=== Raw data ===
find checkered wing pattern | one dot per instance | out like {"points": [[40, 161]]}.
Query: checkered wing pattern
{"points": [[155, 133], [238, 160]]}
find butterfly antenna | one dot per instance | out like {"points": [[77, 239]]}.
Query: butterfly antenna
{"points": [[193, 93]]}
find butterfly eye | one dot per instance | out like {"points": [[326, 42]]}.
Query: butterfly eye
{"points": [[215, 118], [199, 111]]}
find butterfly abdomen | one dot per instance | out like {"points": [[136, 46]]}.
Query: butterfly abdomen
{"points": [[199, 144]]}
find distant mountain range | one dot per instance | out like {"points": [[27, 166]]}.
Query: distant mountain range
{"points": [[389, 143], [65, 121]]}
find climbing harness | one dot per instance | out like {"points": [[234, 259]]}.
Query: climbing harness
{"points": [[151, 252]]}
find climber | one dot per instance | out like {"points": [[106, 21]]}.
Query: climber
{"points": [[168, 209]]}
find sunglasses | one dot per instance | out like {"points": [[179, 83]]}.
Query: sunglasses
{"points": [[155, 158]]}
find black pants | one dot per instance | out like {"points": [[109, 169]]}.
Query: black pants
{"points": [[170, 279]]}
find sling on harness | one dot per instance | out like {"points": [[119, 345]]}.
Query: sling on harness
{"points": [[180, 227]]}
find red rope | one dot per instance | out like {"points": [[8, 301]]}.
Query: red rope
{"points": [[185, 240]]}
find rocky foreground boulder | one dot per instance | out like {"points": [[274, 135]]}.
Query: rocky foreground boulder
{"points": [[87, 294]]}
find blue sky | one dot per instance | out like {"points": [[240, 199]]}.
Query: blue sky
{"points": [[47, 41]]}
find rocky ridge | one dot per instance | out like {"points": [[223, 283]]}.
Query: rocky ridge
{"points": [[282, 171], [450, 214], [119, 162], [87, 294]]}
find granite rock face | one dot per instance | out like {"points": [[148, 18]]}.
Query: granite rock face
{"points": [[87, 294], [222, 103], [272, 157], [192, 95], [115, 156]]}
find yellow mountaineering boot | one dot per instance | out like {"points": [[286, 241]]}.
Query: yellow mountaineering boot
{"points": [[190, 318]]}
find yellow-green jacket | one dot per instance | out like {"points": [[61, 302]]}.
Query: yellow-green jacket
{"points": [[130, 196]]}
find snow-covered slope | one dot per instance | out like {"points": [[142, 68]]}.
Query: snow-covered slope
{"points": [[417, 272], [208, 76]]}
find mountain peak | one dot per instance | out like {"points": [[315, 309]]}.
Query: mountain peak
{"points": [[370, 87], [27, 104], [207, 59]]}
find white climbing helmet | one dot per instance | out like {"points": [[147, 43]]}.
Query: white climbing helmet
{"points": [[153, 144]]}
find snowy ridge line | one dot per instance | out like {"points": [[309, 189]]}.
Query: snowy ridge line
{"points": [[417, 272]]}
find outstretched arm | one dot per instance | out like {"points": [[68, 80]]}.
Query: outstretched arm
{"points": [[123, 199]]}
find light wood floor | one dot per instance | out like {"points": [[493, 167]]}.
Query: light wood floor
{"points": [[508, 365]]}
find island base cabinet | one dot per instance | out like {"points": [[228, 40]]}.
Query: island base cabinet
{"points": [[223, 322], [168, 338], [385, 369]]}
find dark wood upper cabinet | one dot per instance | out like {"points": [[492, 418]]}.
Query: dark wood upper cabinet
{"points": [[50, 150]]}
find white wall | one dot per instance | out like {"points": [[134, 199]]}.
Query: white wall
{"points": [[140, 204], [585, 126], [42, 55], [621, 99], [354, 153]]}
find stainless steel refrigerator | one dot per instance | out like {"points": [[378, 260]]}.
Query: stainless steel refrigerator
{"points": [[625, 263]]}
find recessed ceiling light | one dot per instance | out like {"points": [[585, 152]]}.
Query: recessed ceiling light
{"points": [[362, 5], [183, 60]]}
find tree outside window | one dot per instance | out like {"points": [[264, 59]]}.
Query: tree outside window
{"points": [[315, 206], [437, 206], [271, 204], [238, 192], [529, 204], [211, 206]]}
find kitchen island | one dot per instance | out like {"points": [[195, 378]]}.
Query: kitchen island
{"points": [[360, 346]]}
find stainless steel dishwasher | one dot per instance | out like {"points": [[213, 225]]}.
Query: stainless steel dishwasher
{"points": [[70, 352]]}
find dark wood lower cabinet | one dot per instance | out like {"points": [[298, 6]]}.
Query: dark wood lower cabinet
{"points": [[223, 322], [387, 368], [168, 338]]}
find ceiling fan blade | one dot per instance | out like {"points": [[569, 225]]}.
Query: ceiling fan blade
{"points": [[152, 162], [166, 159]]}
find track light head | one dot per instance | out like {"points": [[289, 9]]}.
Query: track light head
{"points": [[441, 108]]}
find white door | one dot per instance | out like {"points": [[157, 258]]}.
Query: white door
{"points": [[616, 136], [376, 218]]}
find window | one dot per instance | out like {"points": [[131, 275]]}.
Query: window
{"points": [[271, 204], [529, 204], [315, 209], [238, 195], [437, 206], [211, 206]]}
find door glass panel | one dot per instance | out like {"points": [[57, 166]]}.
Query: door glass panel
===
* What the exercise asks
Retype all of the rows above verbatim, preserving every character, space, and punctuation mark.

* Solution to this exercise
find checkered wing pattern | one dot per instance | out like {"points": [[40, 161]]}.
Query: checkered wing pattern
{"points": [[155, 133], [238, 160]]}
find butterfly antenna | one dot per instance | out like {"points": [[77, 239]]}.
Query: butterfly antenna
{"points": [[193, 93]]}
find butterfly eye | one dot per instance | out like {"points": [[326, 42]]}.
Query: butterfly eye
{"points": [[215, 118], [199, 111]]}
find butterfly abdomen | one dot per instance | out like {"points": [[136, 46]]}.
Query: butterfly abdomen
{"points": [[199, 144]]}
find distant mountain range | one dot per instance | out like {"points": [[27, 166]]}.
Query: distant mountain range
{"points": [[389, 143], [65, 121]]}
find climbing harness | one dot per instance | out like {"points": [[234, 259]]}.
Query: climbing harness
{"points": [[151, 252]]}
find climber | one dot per instance | out like {"points": [[106, 21]]}.
Query: climber
{"points": [[168, 209]]}
find sunglasses | one dot per instance | out like {"points": [[179, 83]]}.
Query: sunglasses
{"points": [[155, 158]]}
find black pants | one dot per instance | out like {"points": [[109, 169]]}.
Query: black pants
{"points": [[170, 279]]}
find sling on harness | one dot per instance | out like {"points": [[119, 345]]}.
Query: sling on harness
{"points": [[180, 227]]}
find red rope | one dot per instance | out like {"points": [[8, 301]]}.
Query: red rope
{"points": [[185, 240]]}
find rocky foreground boulder | one dot per instance | out like {"points": [[274, 135]]}.
Query: rocky foreground boulder
{"points": [[87, 294]]}
find blue sky | one dot per instance | out like {"points": [[240, 199]]}.
Query: blue sky
{"points": [[47, 41]]}
find rocky ridge | one dot per instance | out like {"points": [[223, 283]]}.
Query: rocky ridge
{"points": [[282, 171], [450, 214], [119, 162], [87, 294]]}
find granite rock face | one dot per instance | out like {"points": [[148, 18]]}.
Query: granite rock face
{"points": [[87, 294], [222, 103], [272, 157], [192, 95], [115, 156]]}
find yellow mountaineering boot | one dot per instance | out like {"points": [[286, 241]]}.
Query: yellow mountaineering boot
{"points": [[190, 318]]}
find yellow-green jacket | one dot per instance | out like {"points": [[61, 302]]}.
Query: yellow-green jacket
{"points": [[130, 196]]}
find snow-covered slope | one dot per instance | out like {"points": [[142, 68]]}.
Query: snow-covered slope
{"points": [[417, 272], [208, 76]]}
find mountain peak | one dot per instance | out like {"points": [[315, 309]]}.
Query: mountain peak
{"points": [[370, 87], [27, 104], [207, 59]]}
find white climbing helmet | one dot per instance | out like {"points": [[147, 43]]}.
Query: white climbing helmet
{"points": [[153, 144]]}
find snowy ridge line | one dot per instance | out like {"points": [[309, 189]]}.
Query: snowy ridge line
{"points": [[417, 272]]}
find outstretched arm | one dot per instance | out like {"points": [[68, 80]]}.
Query: outstretched arm
{"points": [[123, 199]]}
find light wood floor | one dot per instance | out like {"points": [[493, 167]]}.
Query: light wood floor
{"points": [[508, 365]]}
find island base cabinet | one dot per instance | out like {"points": [[228, 40]]}.
Query: island base cabinet
{"points": [[223, 322], [168, 338], [385, 369]]}
find dark wood upper cabinet | one dot per instance | out like {"points": [[492, 418]]}.
Query: dark wood upper cabinet
{"points": [[50, 150]]}
find white wall | one dot per instance | out like {"points": [[134, 199]]}.
Query: white wall
{"points": [[140, 204], [585, 126], [42, 55], [621, 99], [354, 153]]}
find stainless steel refrigerator | one dot per instance | out like {"points": [[378, 260]]}.
Query: stainless steel refrigerator
{"points": [[625, 263]]}
find recessed ceiling light | one dot per instance | out like {"points": [[585, 152]]}.
Query: recessed ceiling light
{"points": [[362, 5], [183, 60]]}
find tree outside window | one dot per instance | out like {"points": [[264, 59]]}.
Query: tree outside window
{"points": [[315, 206], [437, 206], [271, 204], [238, 192], [529, 204], [211, 206]]}
find kitchen island | one dot per instance | out like {"points": [[195, 378]]}.
Query: kitchen island
{"points": [[360, 346]]}
find stainless steel dishwasher | one dot per instance | out like {"points": [[213, 225]]}.
Query: stainless steel dishwasher
{"points": [[70, 352]]}
find dark wood lower cabinet | one dot per instance | out like {"points": [[298, 6]]}.
Query: dark wood lower cabinet
{"points": [[223, 322], [387, 368], [168, 338]]}
find ceiling fan blade | one dot per instance | out like {"points": [[569, 225]]}.
Query: ceiling fan blade
{"points": [[152, 162], [166, 159]]}
find track light head | one dot per instance | out like {"points": [[289, 9]]}.
Query: track light head
{"points": [[441, 108]]}
find white door | one dot per instance | out like {"points": [[157, 258]]}.
Query: white door
{"points": [[616, 136], [376, 218]]}
find window | one dot per instance | out like {"points": [[131, 275]]}.
Query: window
{"points": [[271, 204], [529, 204], [315, 209], [238, 195], [437, 206], [211, 206]]}
find door glass panel | one dot per instance | out like {"points": [[57, 166]]}.
Query: door glass panel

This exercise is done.